Assignment:
Copy the listing below line for line, from its opening line to the one with "Kindly put a point on every instance of the brick wall", both included; stop there.

Material for this task:
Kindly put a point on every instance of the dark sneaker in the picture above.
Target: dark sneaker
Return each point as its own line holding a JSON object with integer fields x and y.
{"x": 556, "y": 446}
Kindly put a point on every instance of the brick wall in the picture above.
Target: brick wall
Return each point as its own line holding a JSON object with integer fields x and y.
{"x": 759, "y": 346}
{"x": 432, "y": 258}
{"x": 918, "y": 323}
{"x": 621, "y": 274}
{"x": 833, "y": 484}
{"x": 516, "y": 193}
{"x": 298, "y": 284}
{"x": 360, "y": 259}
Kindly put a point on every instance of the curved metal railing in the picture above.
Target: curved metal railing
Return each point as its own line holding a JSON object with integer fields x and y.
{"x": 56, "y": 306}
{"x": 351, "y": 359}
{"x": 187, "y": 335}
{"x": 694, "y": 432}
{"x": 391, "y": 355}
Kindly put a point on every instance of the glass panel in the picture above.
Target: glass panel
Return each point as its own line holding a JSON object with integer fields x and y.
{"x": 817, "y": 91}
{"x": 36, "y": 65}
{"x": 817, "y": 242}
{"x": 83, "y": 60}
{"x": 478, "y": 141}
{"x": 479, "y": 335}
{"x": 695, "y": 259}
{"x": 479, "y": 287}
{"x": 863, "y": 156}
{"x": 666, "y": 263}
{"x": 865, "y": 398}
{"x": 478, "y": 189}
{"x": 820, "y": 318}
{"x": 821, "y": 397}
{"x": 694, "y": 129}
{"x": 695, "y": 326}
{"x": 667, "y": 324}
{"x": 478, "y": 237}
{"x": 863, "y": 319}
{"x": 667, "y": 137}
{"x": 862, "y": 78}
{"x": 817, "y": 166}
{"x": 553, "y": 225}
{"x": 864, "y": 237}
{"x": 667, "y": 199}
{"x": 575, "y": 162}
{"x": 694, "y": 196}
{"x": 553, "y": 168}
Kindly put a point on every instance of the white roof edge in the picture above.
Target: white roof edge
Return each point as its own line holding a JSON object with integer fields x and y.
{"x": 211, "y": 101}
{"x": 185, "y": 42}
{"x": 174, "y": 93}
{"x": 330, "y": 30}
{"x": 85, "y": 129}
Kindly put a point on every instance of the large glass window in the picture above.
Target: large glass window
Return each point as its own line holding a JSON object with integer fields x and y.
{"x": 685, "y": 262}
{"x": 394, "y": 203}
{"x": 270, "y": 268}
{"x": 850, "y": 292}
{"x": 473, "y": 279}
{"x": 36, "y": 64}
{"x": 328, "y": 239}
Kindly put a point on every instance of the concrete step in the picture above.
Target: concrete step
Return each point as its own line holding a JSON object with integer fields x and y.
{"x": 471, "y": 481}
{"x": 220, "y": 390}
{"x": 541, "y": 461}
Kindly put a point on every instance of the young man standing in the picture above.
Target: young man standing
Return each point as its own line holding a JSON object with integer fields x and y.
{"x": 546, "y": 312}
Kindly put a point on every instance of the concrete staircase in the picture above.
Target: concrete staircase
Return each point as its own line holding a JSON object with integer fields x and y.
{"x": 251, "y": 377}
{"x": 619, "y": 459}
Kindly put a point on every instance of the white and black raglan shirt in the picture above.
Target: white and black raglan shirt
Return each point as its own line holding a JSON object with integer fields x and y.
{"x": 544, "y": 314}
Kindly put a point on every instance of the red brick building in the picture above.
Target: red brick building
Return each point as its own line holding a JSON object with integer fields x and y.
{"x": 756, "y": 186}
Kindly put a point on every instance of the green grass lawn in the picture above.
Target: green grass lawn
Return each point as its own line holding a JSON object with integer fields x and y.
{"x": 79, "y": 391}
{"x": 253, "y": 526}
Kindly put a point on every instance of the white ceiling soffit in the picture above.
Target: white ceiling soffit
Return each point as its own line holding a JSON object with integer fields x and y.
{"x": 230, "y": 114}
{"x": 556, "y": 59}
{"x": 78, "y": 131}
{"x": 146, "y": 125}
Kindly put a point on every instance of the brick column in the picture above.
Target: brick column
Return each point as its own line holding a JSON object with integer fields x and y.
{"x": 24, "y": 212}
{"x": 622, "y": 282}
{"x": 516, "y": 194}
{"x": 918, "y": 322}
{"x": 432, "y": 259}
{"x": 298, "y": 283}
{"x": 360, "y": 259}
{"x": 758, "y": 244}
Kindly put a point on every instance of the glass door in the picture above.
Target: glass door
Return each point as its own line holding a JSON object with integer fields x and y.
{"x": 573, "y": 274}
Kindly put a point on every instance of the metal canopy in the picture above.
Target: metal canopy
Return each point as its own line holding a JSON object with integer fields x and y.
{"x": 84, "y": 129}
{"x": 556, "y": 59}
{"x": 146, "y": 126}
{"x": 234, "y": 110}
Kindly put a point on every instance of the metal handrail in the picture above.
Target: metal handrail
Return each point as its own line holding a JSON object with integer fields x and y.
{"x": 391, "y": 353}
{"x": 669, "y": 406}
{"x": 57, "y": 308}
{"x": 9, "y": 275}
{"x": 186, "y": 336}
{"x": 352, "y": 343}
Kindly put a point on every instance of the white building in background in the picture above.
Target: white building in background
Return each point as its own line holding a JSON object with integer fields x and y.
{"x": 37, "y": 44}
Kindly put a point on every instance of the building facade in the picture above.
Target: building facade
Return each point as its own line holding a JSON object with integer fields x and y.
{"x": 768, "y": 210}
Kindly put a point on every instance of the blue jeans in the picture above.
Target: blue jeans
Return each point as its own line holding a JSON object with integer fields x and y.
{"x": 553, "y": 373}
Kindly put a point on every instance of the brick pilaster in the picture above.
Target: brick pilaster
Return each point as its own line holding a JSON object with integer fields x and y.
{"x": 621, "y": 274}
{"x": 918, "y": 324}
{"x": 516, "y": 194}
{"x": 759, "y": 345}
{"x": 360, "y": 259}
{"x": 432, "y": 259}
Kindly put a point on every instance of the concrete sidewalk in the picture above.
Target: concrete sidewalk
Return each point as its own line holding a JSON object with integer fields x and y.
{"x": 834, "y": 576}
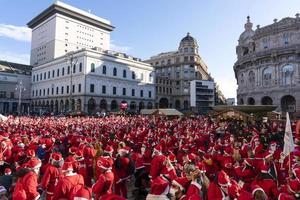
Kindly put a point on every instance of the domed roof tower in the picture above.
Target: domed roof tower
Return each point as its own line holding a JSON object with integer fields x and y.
{"x": 188, "y": 44}
{"x": 246, "y": 44}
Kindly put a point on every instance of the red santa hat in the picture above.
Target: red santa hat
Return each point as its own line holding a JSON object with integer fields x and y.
{"x": 79, "y": 155}
{"x": 108, "y": 149}
{"x": 223, "y": 179}
{"x": 56, "y": 156}
{"x": 7, "y": 171}
{"x": 159, "y": 186}
{"x": 5, "y": 135}
{"x": 111, "y": 197}
{"x": 181, "y": 182}
{"x": 268, "y": 154}
{"x": 172, "y": 157}
{"x": 104, "y": 163}
{"x": 34, "y": 163}
{"x": 84, "y": 193}
{"x": 158, "y": 148}
{"x": 293, "y": 186}
{"x": 256, "y": 188}
{"x": 67, "y": 167}
{"x": 234, "y": 190}
{"x": 73, "y": 150}
{"x": 249, "y": 162}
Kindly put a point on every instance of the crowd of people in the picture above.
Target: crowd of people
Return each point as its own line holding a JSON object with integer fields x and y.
{"x": 142, "y": 157}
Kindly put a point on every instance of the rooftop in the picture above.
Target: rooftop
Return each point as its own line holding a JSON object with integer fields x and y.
{"x": 15, "y": 68}
{"x": 72, "y": 12}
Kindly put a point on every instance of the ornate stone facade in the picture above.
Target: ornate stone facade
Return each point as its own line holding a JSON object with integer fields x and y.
{"x": 268, "y": 65}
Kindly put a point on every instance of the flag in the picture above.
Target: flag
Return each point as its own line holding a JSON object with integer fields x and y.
{"x": 288, "y": 137}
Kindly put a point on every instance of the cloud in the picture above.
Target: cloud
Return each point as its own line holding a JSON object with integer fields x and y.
{"x": 20, "y": 33}
{"x": 119, "y": 48}
{"x": 21, "y": 58}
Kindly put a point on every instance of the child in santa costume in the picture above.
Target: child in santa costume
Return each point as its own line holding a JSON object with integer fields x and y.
{"x": 67, "y": 187}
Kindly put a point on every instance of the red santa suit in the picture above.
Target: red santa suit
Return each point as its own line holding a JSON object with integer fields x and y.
{"x": 106, "y": 179}
{"x": 26, "y": 186}
{"x": 157, "y": 164}
{"x": 67, "y": 187}
{"x": 51, "y": 176}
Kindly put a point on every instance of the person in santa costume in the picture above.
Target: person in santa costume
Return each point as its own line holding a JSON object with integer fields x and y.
{"x": 105, "y": 181}
{"x": 52, "y": 175}
{"x": 218, "y": 189}
{"x": 27, "y": 183}
{"x": 160, "y": 188}
{"x": 67, "y": 187}
{"x": 157, "y": 163}
{"x": 124, "y": 169}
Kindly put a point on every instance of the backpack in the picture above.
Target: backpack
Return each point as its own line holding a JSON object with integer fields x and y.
{"x": 76, "y": 187}
{"x": 19, "y": 191}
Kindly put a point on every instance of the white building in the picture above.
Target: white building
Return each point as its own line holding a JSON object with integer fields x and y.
{"x": 202, "y": 95}
{"x": 15, "y": 81}
{"x": 62, "y": 28}
{"x": 84, "y": 76}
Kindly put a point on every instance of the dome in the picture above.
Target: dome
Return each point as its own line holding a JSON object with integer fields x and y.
{"x": 188, "y": 40}
{"x": 247, "y": 35}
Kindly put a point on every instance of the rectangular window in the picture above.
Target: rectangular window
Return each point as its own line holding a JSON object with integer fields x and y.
{"x": 92, "y": 88}
{"x": 142, "y": 93}
{"x": 80, "y": 67}
{"x": 2, "y": 94}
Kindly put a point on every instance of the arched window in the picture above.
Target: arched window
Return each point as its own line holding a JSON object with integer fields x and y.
{"x": 251, "y": 79}
{"x": 92, "y": 67}
{"x": 104, "y": 69}
{"x": 267, "y": 77}
{"x": 242, "y": 79}
{"x": 287, "y": 74}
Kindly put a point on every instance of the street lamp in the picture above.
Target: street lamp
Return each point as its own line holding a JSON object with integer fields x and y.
{"x": 20, "y": 88}
{"x": 70, "y": 58}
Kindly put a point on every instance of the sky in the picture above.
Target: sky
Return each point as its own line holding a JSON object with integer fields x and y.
{"x": 148, "y": 27}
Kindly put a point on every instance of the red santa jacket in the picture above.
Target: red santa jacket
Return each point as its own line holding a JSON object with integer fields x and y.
{"x": 214, "y": 192}
{"x": 65, "y": 186}
{"x": 104, "y": 184}
{"x": 26, "y": 187}
{"x": 157, "y": 166}
{"x": 50, "y": 178}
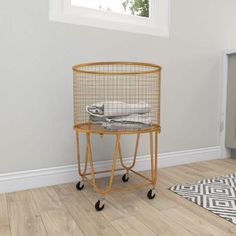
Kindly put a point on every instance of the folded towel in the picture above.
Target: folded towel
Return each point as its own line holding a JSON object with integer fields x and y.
{"x": 131, "y": 119}
{"x": 116, "y": 108}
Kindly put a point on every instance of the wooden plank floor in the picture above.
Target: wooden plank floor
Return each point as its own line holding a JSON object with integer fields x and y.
{"x": 62, "y": 210}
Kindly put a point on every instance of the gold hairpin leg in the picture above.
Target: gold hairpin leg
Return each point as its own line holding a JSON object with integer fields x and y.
{"x": 108, "y": 189}
{"x": 135, "y": 155}
{"x": 117, "y": 151}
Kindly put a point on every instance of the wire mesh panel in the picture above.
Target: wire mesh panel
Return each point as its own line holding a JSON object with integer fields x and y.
{"x": 117, "y": 95}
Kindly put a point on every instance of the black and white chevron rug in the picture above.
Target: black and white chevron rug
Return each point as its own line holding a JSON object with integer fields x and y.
{"x": 217, "y": 195}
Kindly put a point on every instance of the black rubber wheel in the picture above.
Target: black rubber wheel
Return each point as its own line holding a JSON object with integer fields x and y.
{"x": 151, "y": 194}
{"x": 79, "y": 186}
{"x": 125, "y": 178}
{"x": 98, "y": 206}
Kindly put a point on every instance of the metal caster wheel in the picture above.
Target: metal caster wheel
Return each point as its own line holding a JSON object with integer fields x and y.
{"x": 80, "y": 185}
{"x": 125, "y": 177}
{"x": 151, "y": 193}
{"x": 99, "y": 205}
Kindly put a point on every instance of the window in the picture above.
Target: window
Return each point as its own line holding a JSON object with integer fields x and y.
{"x": 140, "y": 16}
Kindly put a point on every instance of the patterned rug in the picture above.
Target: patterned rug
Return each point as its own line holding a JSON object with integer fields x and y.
{"x": 217, "y": 195}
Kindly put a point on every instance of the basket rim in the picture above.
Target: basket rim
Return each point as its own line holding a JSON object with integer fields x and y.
{"x": 153, "y": 68}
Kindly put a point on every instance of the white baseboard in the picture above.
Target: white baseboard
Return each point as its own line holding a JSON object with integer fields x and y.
{"x": 22, "y": 180}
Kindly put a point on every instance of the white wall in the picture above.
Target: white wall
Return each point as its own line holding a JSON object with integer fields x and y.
{"x": 36, "y": 78}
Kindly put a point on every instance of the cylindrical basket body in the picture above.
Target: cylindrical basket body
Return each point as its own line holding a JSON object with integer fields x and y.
{"x": 120, "y": 90}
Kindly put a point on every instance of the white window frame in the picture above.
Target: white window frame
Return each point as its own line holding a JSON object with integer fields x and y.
{"x": 156, "y": 24}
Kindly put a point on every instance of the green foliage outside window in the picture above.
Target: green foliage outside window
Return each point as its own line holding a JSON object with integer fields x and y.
{"x": 137, "y": 7}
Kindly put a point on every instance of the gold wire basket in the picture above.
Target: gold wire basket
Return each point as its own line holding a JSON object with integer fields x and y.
{"x": 117, "y": 98}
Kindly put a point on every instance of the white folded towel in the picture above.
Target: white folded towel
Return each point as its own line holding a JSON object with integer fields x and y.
{"x": 115, "y": 114}
{"x": 116, "y": 108}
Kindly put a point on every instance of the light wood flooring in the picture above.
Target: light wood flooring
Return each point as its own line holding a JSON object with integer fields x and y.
{"x": 62, "y": 210}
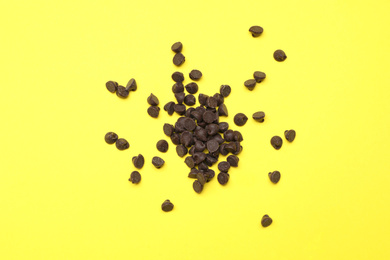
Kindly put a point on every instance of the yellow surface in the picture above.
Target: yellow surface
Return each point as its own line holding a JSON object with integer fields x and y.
{"x": 64, "y": 192}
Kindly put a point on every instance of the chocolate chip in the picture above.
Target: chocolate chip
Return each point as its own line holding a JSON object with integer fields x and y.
{"x": 266, "y": 221}
{"x": 112, "y": 86}
{"x": 138, "y": 161}
{"x": 162, "y": 146}
{"x": 223, "y": 178}
{"x": 153, "y": 100}
{"x": 276, "y": 142}
{"x": 224, "y": 166}
{"x": 223, "y": 127}
{"x": 122, "y": 92}
{"x": 240, "y": 119}
{"x": 178, "y": 59}
{"x": 259, "y": 76}
{"x": 279, "y": 55}
{"x": 290, "y": 135}
{"x": 135, "y": 177}
{"x": 181, "y": 150}
{"x": 274, "y": 176}
{"x": 122, "y": 144}
{"x": 167, "y": 206}
{"x": 131, "y": 85}
{"x": 256, "y": 30}
{"x": 177, "y": 47}
{"x": 258, "y": 116}
{"x": 232, "y": 160}
{"x": 195, "y": 74}
{"x": 197, "y": 186}
{"x": 153, "y": 111}
{"x": 250, "y": 84}
{"x": 111, "y": 137}
{"x": 157, "y": 162}
{"x": 225, "y": 90}
{"x": 192, "y": 88}
{"x": 178, "y": 77}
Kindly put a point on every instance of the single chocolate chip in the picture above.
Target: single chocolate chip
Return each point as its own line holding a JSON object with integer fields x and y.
{"x": 266, "y": 221}
{"x": 199, "y": 146}
{"x": 232, "y": 160}
{"x": 202, "y": 98}
{"x": 189, "y": 161}
{"x": 178, "y": 77}
{"x": 223, "y": 127}
{"x": 131, "y": 85}
{"x": 153, "y": 100}
{"x": 122, "y": 92}
{"x": 222, "y": 110}
{"x": 199, "y": 157}
{"x": 122, "y": 144}
{"x": 180, "y": 109}
{"x": 222, "y": 149}
{"x": 168, "y": 129}
{"x": 276, "y": 142}
{"x": 238, "y": 136}
{"x": 208, "y": 117}
{"x": 187, "y": 139}
{"x": 177, "y": 47}
{"x": 111, "y": 137}
{"x": 225, "y": 90}
{"x": 201, "y": 178}
{"x": 193, "y": 173}
{"x": 169, "y": 107}
{"x": 157, "y": 162}
{"x": 197, "y": 186}
{"x": 167, "y": 206}
{"x": 195, "y": 74}
{"x": 138, "y": 161}
{"x": 250, "y": 84}
{"x": 279, "y": 55}
{"x": 240, "y": 119}
{"x": 211, "y": 102}
{"x": 212, "y": 146}
{"x": 162, "y": 146}
{"x": 256, "y": 30}
{"x": 218, "y": 138}
{"x": 224, "y": 166}
{"x": 180, "y": 97}
{"x": 189, "y": 100}
{"x": 111, "y": 86}
{"x": 223, "y": 178}
{"x": 192, "y": 88}
{"x": 178, "y": 87}
{"x": 259, "y": 116}
{"x": 178, "y": 59}
{"x": 181, "y": 150}
{"x": 209, "y": 174}
{"x": 274, "y": 176}
{"x": 175, "y": 138}
{"x": 228, "y": 135}
{"x": 259, "y": 76}
{"x": 212, "y": 129}
{"x": 153, "y": 111}
{"x": 290, "y": 135}
{"x": 135, "y": 177}
{"x": 201, "y": 134}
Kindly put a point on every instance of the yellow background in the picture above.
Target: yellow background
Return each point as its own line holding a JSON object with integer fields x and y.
{"x": 64, "y": 191}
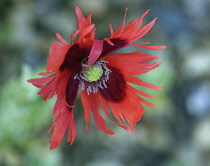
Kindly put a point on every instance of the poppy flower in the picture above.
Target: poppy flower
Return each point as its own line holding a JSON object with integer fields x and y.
{"x": 86, "y": 65}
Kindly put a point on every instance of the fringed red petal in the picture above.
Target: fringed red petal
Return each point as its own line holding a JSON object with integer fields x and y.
{"x": 91, "y": 102}
{"x": 132, "y": 63}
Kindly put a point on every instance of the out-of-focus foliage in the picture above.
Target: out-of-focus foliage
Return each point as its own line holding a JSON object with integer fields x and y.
{"x": 24, "y": 125}
{"x": 176, "y": 133}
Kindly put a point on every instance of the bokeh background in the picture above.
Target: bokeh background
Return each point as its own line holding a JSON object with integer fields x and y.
{"x": 176, "y": 133}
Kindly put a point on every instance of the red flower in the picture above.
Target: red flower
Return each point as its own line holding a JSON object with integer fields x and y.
{"x": 102, "y": 78}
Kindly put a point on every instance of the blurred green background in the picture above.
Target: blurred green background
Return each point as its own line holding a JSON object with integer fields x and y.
{"x": 176, "y": 133}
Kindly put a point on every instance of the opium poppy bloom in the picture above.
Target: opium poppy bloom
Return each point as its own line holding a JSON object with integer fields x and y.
{"x": 87, "y": 65}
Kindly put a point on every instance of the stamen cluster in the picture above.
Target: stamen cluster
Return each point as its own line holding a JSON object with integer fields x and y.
{"x": 94, "y": 85}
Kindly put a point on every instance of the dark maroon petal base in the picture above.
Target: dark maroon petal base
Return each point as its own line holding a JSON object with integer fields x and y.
{"x": 116, "y": 86}
{"x": 118, "y": 43}
{"x": 74, "y": 57}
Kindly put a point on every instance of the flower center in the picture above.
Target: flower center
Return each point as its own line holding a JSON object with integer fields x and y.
{"x": 94, "y": 77}
{"x": 93, "y": 73}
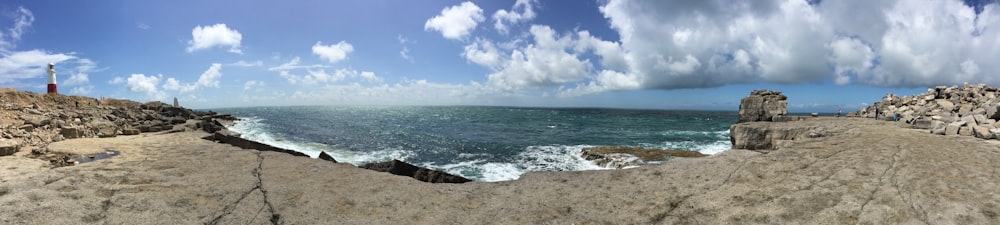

Result for this task:
Kindly put a point on every instance of the dark sneaker in the picture above.
Target: dark sneaker
Return each point as its own line holding a JSON object with integer fields x and y.
{"x": 556, "y": 446}
Kindly put a point on every instance of the brick wall in the picture above.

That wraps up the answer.